--- Data supplied ---
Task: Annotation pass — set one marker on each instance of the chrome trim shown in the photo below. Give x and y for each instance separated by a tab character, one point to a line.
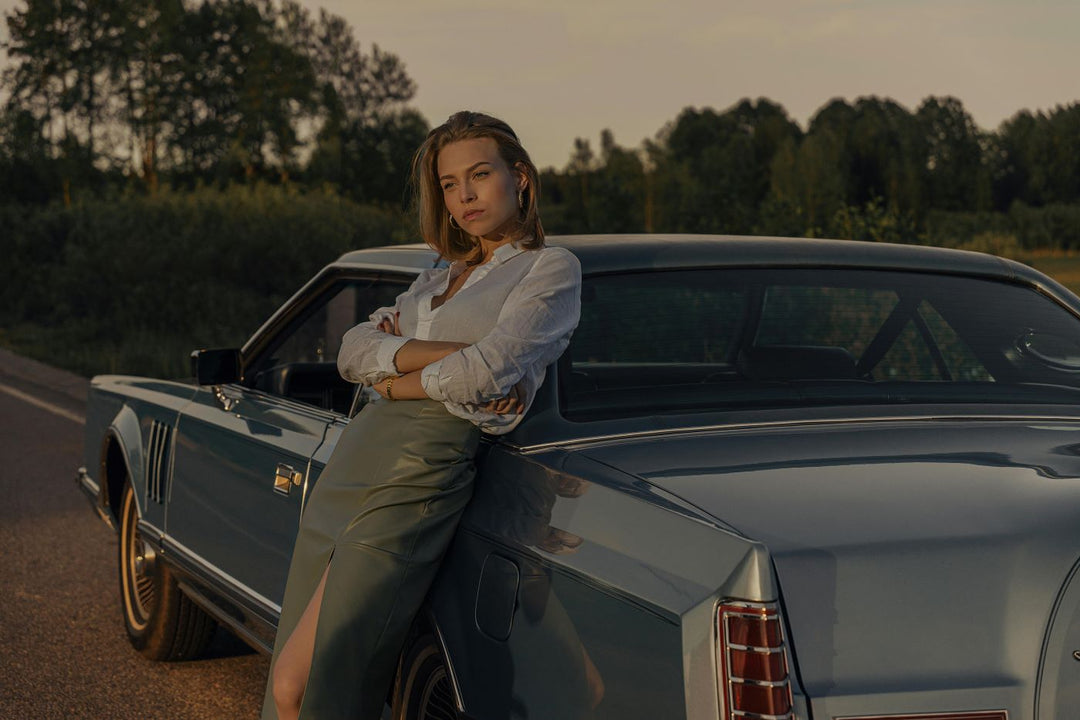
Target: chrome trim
172	544
759	683
763	716
455	685
756	649
953	715
225	619
88	484
693	430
---
**What needs to be done:**
Only the pictures should be left out; the rest of the material above must be repeated exactly.

**Exercise result:**
Task: Annotation pass — set one marker on each instance of the chrome trim shown in the photo below. Give x and y for each instance separated by a tab character, one point to a line.
Target: chrome trim
172	544
759	683
763	716
455	685
756	649
953	715
225	619
88	484
693	430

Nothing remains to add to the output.